- _Work to complete_: Go to the line that contains "In this picture, where can the corrugated" and transcribe from there to the end of the entries, that line and the last one included.

- _Dataset content_:
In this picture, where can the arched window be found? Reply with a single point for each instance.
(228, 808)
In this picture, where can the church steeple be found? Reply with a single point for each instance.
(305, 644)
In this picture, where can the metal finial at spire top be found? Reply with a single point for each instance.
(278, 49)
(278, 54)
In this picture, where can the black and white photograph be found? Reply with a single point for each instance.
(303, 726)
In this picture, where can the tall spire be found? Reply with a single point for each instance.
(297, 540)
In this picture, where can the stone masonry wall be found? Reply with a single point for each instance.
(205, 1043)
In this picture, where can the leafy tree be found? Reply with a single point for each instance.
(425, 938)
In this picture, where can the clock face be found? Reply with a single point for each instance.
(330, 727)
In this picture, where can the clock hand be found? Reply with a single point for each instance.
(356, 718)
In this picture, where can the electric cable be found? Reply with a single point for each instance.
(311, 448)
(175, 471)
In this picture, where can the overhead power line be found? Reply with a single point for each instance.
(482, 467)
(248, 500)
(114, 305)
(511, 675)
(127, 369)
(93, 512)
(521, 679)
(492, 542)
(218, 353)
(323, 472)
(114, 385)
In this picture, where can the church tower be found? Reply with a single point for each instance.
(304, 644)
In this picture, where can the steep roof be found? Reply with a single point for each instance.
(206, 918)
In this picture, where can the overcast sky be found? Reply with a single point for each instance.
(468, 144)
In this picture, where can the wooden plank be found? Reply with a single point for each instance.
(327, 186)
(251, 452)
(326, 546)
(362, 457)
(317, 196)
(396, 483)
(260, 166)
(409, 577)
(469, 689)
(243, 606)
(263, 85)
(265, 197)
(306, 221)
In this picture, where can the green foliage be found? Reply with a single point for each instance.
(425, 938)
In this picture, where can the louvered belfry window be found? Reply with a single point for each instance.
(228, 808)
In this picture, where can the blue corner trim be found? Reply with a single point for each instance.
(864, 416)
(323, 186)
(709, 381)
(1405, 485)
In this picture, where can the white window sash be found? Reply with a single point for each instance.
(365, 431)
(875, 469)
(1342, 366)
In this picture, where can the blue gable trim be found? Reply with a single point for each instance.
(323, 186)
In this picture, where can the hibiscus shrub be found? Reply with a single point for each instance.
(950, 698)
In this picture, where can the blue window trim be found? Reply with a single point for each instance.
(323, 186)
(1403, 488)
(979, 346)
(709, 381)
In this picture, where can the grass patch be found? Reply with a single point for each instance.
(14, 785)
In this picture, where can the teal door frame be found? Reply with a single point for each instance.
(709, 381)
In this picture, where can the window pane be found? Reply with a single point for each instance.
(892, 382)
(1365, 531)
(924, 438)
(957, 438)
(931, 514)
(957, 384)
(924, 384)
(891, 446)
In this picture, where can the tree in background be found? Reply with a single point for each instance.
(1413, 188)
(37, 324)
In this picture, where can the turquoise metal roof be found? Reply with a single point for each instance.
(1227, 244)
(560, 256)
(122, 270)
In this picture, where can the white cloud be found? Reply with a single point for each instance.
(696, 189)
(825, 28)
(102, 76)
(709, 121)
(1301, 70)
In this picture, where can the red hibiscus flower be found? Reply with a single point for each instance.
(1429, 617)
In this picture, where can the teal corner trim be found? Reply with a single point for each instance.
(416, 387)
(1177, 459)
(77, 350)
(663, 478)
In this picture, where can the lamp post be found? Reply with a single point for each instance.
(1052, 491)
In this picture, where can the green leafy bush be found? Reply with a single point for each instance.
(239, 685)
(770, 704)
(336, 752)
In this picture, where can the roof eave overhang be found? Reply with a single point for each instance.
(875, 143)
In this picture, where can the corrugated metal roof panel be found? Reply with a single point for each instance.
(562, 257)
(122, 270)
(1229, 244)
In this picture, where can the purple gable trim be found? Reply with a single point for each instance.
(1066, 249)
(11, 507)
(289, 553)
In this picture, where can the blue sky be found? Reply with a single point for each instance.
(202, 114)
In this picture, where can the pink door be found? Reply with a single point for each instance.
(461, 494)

- _Reply_:
In this picture, where can the corrugated metal roof panel be found? Reply with a single point for each instance.
(562, 257)
(122, 270)
(1229, 244)
In this picture, where can the purple gable trim be found? Reply with a single point for each instance.
(1066, 249)
(11, 507)
(289, 553)
In this picture, where can the blue sky be found? Reply with a single point for each instance.
(202, 114)
In this picture, where can the pink door be found? Reply with a single point for each instance.
(461, 494)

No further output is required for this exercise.